AIM: Give the lines of the material below as a numbered list, from the line with "TARGET = reflection on water" through the end of the material, both ends included and blank lines left out. List only those lines.

§

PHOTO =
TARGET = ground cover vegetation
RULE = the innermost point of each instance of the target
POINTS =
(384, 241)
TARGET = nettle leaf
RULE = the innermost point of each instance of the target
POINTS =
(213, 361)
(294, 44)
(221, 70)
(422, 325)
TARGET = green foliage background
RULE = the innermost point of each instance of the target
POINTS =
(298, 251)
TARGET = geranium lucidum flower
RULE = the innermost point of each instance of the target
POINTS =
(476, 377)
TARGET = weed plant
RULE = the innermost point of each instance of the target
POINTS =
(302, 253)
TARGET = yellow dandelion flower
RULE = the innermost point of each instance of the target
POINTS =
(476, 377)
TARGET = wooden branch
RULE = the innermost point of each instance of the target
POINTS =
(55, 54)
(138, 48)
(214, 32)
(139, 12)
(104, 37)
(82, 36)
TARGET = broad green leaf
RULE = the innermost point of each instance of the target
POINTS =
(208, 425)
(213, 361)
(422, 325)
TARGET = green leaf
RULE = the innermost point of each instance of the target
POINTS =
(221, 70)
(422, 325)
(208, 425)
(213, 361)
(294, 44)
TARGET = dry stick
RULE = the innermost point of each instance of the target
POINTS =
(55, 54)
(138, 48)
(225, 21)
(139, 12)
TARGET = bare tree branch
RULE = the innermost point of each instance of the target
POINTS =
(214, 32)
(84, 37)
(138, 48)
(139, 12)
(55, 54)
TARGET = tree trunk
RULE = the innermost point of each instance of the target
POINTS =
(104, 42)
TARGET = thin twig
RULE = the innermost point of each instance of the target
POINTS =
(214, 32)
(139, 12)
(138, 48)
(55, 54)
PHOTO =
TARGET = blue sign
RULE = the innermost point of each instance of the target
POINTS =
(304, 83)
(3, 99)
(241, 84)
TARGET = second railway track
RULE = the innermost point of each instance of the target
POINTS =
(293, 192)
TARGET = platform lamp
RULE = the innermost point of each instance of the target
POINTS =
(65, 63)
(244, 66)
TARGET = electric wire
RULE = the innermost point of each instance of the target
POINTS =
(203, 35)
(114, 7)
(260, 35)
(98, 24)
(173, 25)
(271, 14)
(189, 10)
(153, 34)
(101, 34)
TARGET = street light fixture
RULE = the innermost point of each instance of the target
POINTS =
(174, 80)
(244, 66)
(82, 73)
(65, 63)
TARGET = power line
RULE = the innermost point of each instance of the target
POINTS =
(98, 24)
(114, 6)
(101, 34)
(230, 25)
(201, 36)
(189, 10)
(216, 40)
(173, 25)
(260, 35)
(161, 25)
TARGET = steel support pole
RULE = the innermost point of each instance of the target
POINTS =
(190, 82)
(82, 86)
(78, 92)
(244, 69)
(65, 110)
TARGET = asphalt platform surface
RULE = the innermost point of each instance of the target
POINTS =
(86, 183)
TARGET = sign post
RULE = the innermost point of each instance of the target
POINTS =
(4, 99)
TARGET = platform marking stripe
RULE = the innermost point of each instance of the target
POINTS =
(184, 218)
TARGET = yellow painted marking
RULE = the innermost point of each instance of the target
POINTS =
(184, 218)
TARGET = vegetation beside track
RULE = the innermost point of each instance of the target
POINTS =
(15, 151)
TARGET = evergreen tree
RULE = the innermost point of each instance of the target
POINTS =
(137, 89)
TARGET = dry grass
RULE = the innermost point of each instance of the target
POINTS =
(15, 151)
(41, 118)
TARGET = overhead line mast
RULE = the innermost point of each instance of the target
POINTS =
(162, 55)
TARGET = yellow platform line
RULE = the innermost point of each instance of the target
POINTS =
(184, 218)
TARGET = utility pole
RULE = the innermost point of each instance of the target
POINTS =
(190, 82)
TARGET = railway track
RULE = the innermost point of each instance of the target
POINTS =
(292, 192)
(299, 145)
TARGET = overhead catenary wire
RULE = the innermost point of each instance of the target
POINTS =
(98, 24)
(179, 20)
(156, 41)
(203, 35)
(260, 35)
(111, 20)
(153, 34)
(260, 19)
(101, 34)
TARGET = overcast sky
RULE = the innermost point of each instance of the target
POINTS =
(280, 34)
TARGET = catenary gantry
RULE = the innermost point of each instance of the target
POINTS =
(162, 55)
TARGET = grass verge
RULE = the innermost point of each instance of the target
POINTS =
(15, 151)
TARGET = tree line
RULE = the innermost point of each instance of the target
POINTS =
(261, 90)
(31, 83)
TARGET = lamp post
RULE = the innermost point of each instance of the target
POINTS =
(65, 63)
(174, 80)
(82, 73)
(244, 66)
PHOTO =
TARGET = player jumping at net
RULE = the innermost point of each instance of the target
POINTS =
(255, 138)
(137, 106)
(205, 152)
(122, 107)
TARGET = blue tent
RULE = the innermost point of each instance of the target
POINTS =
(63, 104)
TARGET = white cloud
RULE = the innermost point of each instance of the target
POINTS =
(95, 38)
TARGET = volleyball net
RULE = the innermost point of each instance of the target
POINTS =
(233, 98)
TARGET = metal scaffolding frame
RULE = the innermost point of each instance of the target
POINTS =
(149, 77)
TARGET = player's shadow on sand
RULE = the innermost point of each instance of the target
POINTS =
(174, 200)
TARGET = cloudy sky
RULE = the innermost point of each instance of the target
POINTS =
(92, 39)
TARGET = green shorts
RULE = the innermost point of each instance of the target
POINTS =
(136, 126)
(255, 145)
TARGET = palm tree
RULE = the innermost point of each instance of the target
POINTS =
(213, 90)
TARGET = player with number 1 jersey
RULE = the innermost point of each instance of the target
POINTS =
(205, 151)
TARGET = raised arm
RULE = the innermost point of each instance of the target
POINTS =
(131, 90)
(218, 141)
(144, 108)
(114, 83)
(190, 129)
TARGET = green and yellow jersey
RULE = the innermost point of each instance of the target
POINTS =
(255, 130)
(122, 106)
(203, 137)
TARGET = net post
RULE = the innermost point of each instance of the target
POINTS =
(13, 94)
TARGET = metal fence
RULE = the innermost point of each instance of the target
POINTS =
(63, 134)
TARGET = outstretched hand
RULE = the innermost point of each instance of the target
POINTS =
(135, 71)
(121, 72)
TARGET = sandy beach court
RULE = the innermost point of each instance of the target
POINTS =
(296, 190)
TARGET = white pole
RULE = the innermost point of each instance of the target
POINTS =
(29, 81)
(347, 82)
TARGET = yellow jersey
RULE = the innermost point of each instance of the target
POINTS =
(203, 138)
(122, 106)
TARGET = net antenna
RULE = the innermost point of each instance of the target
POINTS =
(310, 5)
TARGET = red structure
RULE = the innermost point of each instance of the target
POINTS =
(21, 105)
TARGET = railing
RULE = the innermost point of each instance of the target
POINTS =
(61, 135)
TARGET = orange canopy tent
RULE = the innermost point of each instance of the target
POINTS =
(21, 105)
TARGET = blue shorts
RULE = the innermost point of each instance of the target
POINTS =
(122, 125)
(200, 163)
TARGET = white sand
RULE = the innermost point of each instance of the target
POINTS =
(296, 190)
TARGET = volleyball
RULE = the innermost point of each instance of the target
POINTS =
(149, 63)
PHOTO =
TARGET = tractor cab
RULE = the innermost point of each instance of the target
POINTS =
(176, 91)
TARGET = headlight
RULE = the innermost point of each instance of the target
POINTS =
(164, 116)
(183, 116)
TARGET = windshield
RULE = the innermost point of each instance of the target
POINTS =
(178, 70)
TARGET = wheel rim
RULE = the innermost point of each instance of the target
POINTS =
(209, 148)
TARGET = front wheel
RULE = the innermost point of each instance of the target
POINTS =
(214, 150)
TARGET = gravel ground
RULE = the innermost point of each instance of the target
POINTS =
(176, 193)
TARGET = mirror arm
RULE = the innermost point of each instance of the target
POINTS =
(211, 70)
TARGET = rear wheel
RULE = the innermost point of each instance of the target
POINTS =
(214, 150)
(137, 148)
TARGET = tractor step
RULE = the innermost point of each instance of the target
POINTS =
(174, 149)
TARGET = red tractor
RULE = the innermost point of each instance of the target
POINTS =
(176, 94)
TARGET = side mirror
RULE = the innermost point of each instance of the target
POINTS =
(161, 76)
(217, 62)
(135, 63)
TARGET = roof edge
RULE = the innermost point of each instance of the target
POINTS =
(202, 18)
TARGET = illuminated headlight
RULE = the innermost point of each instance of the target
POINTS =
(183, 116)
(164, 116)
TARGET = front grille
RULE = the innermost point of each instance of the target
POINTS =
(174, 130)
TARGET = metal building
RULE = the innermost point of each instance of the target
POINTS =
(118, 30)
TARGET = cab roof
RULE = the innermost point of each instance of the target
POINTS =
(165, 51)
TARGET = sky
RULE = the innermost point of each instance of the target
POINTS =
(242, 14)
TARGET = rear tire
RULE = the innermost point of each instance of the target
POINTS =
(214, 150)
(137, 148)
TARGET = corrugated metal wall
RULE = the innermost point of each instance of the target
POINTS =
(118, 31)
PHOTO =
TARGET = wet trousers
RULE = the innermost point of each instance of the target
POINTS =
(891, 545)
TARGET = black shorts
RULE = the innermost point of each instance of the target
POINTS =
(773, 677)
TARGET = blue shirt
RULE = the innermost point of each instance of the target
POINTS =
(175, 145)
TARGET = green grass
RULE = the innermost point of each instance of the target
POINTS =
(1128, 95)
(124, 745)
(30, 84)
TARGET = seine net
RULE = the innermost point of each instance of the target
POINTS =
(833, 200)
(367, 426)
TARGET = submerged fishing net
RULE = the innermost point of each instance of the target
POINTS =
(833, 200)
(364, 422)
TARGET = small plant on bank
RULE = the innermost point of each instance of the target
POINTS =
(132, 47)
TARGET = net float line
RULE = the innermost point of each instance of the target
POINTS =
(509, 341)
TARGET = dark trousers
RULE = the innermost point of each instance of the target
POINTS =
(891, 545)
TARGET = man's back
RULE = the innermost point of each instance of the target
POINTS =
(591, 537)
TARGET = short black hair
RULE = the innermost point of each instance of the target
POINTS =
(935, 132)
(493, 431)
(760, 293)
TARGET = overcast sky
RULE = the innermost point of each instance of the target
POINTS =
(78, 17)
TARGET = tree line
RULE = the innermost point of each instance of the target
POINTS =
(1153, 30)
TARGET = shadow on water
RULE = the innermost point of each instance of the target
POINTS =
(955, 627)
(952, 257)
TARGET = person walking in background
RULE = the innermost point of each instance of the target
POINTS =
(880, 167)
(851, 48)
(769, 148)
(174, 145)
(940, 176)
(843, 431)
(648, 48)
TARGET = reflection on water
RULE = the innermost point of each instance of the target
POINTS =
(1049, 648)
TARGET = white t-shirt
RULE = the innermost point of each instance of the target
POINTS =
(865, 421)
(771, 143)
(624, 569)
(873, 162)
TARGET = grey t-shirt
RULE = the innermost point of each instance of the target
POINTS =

§

WRITTEN SOLUTION:
1. TARGET = reflection on water
2. RULE = the innermost point of each instance of the target
3. POINTS =
4. (1049, 648)
5. TARGET = white t-shirt
6. RULE = the innermost point of each instance of the target
7. POINTS =
8. (865, 421)
9. (771, 143)
10. (624, 569)
11. (873, 162)
12. TARGET = grey t-shirt
13. RULE = the innermost point of each instance of the target
14. POINTS =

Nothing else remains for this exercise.